Dataset entries
□ □ □ □ □

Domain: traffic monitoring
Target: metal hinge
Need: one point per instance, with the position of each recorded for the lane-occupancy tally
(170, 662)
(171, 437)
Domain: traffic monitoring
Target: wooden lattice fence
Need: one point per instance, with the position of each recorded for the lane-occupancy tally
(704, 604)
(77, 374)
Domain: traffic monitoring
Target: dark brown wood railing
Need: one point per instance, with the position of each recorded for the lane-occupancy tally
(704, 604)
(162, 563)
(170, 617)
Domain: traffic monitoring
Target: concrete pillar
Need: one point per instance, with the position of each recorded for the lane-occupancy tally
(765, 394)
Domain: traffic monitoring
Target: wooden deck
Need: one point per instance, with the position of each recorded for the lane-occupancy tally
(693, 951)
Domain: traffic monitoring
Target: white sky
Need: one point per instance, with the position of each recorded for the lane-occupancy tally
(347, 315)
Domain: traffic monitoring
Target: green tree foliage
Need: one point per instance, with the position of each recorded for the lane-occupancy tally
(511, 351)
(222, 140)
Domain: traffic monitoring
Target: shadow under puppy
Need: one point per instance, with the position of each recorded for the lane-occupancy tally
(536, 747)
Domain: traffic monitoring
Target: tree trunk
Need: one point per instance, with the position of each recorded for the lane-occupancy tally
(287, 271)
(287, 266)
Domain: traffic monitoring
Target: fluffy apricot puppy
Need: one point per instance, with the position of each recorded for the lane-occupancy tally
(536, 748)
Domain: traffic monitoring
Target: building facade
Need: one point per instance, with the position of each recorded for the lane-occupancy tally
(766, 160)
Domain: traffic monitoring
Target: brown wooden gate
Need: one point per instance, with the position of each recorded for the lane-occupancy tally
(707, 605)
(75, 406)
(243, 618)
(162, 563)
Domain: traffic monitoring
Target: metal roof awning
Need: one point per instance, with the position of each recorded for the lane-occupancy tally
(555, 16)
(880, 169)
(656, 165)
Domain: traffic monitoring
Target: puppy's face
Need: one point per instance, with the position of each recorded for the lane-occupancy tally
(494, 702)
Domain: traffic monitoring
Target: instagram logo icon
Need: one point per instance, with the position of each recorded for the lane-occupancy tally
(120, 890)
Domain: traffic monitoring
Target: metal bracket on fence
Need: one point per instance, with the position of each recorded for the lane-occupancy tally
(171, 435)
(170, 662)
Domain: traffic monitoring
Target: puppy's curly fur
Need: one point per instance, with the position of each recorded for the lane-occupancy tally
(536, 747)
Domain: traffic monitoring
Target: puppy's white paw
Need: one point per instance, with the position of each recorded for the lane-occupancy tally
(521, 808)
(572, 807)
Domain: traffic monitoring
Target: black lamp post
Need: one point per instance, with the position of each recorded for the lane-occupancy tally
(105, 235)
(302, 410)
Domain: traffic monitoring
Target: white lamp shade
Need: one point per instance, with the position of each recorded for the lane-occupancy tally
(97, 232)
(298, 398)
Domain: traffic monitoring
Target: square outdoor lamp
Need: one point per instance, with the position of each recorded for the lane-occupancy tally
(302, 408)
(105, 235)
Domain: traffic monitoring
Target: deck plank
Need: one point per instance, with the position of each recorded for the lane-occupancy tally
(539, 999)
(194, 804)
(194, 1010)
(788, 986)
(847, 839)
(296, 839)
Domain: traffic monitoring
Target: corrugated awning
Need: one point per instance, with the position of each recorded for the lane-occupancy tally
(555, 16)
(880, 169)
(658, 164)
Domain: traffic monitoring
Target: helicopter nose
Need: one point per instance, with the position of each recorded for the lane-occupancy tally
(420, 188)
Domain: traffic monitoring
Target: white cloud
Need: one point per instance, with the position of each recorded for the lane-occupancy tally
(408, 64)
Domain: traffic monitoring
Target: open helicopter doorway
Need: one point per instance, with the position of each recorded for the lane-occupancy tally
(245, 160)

□ □ □ □ □

▸ GOAL OF THE EXERCISE: Every record is to be repeated exactly as written.

▸ RESPONSE TO THE EXERCISE:
Domain: traffic monitoring
Target: metal hinge
Need: one point per instance, with the position of each recorded for the lane-occupancy tally
(170, 662)
(171, 437)
Domain: traffic monitoring
Target: wooden lattice fence
Need: one point per instance, with the position of each recorded for the lane-occupancy tally
(704, 604)
(77, 374)
Domain: traffic monitoring
Target: dark brown wood railing
Need: one point per instance, with the position of each recorded for the lane-occupancy tally
(704, 604)
(162, 563)
(170, 617)
Domain: traffic monitoring
Target: concrete pillar
Need: one point per instance, with the position of each recorded for the lane-occupancy tally
(765, 394)
Domain: traffic monitoring
Target: wooden deck
Need: one point per instance, with the position of each recorded for the lane-occupancy tally
(693, 951)
Domain: traffic monitoring
Target: white sky
Need: one point per instance, with the position of each recorded for the lane-occupancy tally
(347, 315)
Domain: traffic monitoring
Target: green tree foliage
Need: one point per instance, with the position of each recorded for the lane-occupancy tally
(511, 351)
(222, 140)
Domain: traffic monitoring
Target: shadow under puppy
Need: one point per instance, with the position of each recorded for the lane-occupancy tally
(536, 747)
Domain: traffic monitoring
Target: tree trunk
Need: one point per instance, with the position of each recorded for the lane-occupancy tally
(287, 271)
(287, 266)
Domain: traffic monitoring
Target: fluffy apricot puppy
Need: one point per instance, with the position of each recorded for the lane-occupancy tally
(536, 748)
Domain: traffic monitoring
Target: building facade
Need: one point per instance, with the position of each recorded for the lane-occupancy tally
(766, 160)
Domain: traffic monitoring
Target: brown wooden gate
Need: one point per instance, with the position of each recorded for the lane-occupancy tally
(707, 605)
(75, 406)
(243, 618)
(162, 563)
Domain: traffic monitoring
Target: metal roof awning
Need: one point per instance, with the position of each recorded for the lane-occupancy tally
(555, 16)
(880, 169)
(656, 165)
Domain: traffic monitoring
Target: puppy's face
Need: one point per instance, with the position of each recorded for the lane-occupancy tally
(494, 702)
Domain: traffic monitoring
Target: instagram logo icon
Need: one point per instance, with the position of each recorded for the lane-occupancy tally
(120, 890)
Domain: traffic monitoring
Target: metal bracket on fence
Need: one point per instance, with the position of each recorded for the lane-occupancy tally
(171, 435)
(170, 662)
Domain: traffic monitoring
Target: puppy's curly fur
Need: one point per instance, with the position of each recorded for the lane-occupancy tally
(536, 747)
Domain: traffic monitoring
Target: puppy's white paw
Need: one point per instance, with the position of each recorded for the lane-occupancy tally
(521, 808)
(572, 807)
Domain: traffic monitoring
Target: black lamp post
Need: one point per instance, with the position of each recorded for the lane-occupancy tally
(105, 235)
(302, 410)
Domain: traffic monitoring
Target: white lamp shade
Need: one point per instance, with the position of each recorded for the lane-occupancy tally
(97, 232)
(298, 398)
Domain: traffic monitoring
Target: square outdoor lamp
Need: one point per instance, with the position of each recorded for the lane-occupancy tally
(302, 408)
(105, 235)
Domain: traffic monitoring
Target: deck plank
Need: one point per instance, with the position of each recorded for the lane-occupancy tally
(539, 999)
(194, 804)
(194, 1010)
(788, 986)
(847, 839)
(296, 839)
Domain: traffic monitoring
Target: corrugated awning
Need: one point per instance, with the position of each recorded for the lane-occupancy tally
(555, 16)
(880, 169)
(658, 164)
Domain: traffic monitoring
Target: helicopter nose
Need: one point per instance, with the position of each recorded for the lane-occupancy tally
(420, 188)
Domain: traffic monitoring
Target: white cloud
Need: one point per instance, with the position of each recorded for the lane-occupancy tally
(408, 64)
Domain: traffic monitoring
Target: open helicopter doorway
Need: one point per instance, with the position of each recorded for the lane-occupancy tally
(245, 160)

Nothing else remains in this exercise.